Union County District Attorney Kelsie McDaniel said she wishes Brown had shown her the same courtesy as Pen, who has a long record of drug and property crimes in La Grande.
McDaniel said she was among the prosecutors who met recently with Brown’s general counsel Dustin Buehler and another Brown lawyer, Kevin Gleim.
She asked about the Oct. 11 meeting with Pen and why Brown had taken time to meet with Pen but not local authorities familiar with his case. She said she knew Brown was considering the commutation but learned only later that the governor had decided to grant it.
“Is this something we are doing now?” McDaniel said she asked. “Are you going to allow that for the victims and the DAs? I have never been interviewed about a commutation by the governor personally.”
McDaniel said Brown’s lawyers told her that the governor met with Pen to “personally impress” upon him the significance of her commutation “and the conditions that were coming with it.”
“I asked what happens if he leaves treatment or is unsuccessful?” she said. “The answer I received was the governor has the option to rescind the commutation.”
She said she asked Buehler and Gleim how they would monitor Pen’s progress.
“They said the governor’s office knows when these people are unsuccessful,” McDaniel said.
Pen was convicted in 2018 of possession of methamphetamine.
He was originally charged with multiple drug felonies involving methamphetamine and oxycodone possession and delivery.
Prosecutors said the case involved a dealer amount of methamphetamine.
Under his plea deal, he agreed to an eight-year sentence. Prosecutors agreed to suspend the sentence provided Pen got treatment and met other conditions. As part of the deal, he was allowed two “minor” probation violations, McDaniel said. The third violation would send him to prison for the full sentence, which is what ended up happening, she said.
The original indictment cites Pen’s persistent involvement in similar crimes in Union County and notes that the latest allegations took place while he was already on probation.

________________________________________

**DESCRIPTION OF THE TASK:** Write out the passage of the text starting at "Prosecutors said the" and ending at "happening, she said.", switching "plea deal" to "plea agreement". Work only from the text above.

________________________________________

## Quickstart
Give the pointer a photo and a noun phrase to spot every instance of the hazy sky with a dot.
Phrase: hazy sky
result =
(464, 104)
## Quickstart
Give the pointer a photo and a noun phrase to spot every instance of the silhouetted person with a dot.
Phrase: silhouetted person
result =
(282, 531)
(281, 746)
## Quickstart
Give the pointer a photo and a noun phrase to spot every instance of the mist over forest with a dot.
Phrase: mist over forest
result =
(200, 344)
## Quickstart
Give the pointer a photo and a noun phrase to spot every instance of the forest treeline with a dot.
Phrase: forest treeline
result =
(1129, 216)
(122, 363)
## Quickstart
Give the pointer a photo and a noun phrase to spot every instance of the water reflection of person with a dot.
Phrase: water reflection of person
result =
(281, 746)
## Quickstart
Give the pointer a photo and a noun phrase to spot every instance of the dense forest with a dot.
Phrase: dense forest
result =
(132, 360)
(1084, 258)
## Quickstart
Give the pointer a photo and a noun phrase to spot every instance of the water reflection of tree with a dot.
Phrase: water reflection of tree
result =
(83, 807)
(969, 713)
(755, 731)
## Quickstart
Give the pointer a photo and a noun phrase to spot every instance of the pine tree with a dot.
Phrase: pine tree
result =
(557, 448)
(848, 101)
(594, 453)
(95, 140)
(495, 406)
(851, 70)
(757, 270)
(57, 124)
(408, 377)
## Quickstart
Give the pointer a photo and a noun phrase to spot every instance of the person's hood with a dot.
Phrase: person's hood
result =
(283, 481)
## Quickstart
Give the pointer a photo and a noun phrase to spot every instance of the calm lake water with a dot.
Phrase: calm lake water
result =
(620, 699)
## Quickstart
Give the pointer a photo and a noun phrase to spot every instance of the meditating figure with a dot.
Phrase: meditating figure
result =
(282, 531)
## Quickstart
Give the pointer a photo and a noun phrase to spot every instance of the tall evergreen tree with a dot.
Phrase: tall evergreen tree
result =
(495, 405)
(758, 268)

________________________________________

**RESULT:**
Prosecutors said the case involved a dealer amount of methamphetamine.
Under his plea agreement, he agreed to an eight-year sentence. Prosecutors agreed to suspend the sentence provided Pen got treatment and met other conditions. As part of the deal, he was allowed two “minor” probation violations, McDaniel said. The third violation would send him to prison for the full sentence, which is what ended up happening, she said.